ЗАДАНИЕ A: Выпишите нумерованным списком строки, идущие после отрывка: от строки со словами «of the utility» и до самой последней строки включительно. Пустые строки не включайте.

ОТРЫВОК СО СТРАНИЦЫ:
-------------------------

И в другом месте (речь идет о старушке Лариной):

               Она любила Ричардсона
               Не потому, чтобы прочла,
               Не потому, чтоб Грандисона
               Она Ловласу предпочла…

       По-иному решает эту проблему младший современник Ричардсона Филдинг, написавший, кстати, пародию на его первый роман «Памела, или Вознагражденная добродетель». Заглавный герой «Истории Тома Джонса, найденыша» вовсе не лишен серьезных недостатков и слабостей, но они лишь оттеняют его добрую душу и отважное сердце. Ни капли фальши нет ни у автора, ни у его героя.
       Перейдем теперь к русской словесности.
       «Умри, Денис, лучше не напишешь!» — сказал Потемкин Фонвизину после премьеры его комедии «Бригадир». Общием местом в отечественном литературоведении стало утверждение, будто «Недоросль» во всех смыслах превосходит «Бригадира». Мы придерживаемся противоположного мнения — именно потому, что в «Бригадире» нет положительных героев (лишь в финале Советник выражает намерение исправиться). Но до чего ходульны и бесцветны образы Стародума, Софьи, Правдина и Милона по сравнению с Простаковыми и Скотининым! Уже поэтому сопоставление явног не ва пользу «Недоросля»… Впрочем, каноны классицистской драматургии оказались прокрустовым ложем даже для талантливых сочинителей.
       А как решали эту проблему русские романтики?
Для начала отметим, что к их числу следует отнести не только Жуковского, Батюшкова, поэтов-декабристов и некоторых второстепенных авторов. По нашему глубокому убеждению, всё творчество (а не только раннее) трех величайших писателей эпохи Николая I — Пушкина, Лермонтова и Гоголя — полностью вписывается в рамки романтической эстетики. Другое дело, что Пушкина и Лермонтова можно считать романтиками байроновского, а Гоголя — романтиком гофмановского типа. Впрочем, это предмет отдельного разговора.

-------------------------

СТРОКИ К ЗАДАНИЮ:
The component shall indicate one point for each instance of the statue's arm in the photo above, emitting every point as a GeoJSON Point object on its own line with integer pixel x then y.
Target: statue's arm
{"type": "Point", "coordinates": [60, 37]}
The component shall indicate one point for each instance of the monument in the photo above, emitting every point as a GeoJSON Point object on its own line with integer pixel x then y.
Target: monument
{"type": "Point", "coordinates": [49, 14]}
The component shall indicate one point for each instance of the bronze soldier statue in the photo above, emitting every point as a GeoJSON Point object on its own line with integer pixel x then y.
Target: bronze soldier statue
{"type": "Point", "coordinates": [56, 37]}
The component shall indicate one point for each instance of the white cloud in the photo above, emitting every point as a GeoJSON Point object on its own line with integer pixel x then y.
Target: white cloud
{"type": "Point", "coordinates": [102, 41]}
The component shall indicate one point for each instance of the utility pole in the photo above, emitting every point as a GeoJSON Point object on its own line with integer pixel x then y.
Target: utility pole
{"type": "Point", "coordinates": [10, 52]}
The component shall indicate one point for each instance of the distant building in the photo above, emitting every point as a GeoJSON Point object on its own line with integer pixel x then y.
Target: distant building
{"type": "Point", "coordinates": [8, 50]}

-------------------------

ЗАДАНИЕ B: На какой роман Ричардсона, согласно отрывку о литературных героях, Филдинг написал пародию?

ОТВЕТ A:
1. The component shall indicate one point for each instance of the utility pole in the photo above, emitting every point as a GeoJSON Point object on its own line with integer pixel x then y.
2. Target: utility pole
3. {"type": "Point", "coordinates": [10, 52]}
4. The component shall indicate one point for each instance of the distant building in the photo above, emitting every point as a GeoJSON Point object on its own line with integer pixel x then y.
5. Target: distant building
6. {"type": "Point", "coordinates": [8, 50]}

ОТВЕТ B: «Памела, или Вознагражденная добродетель».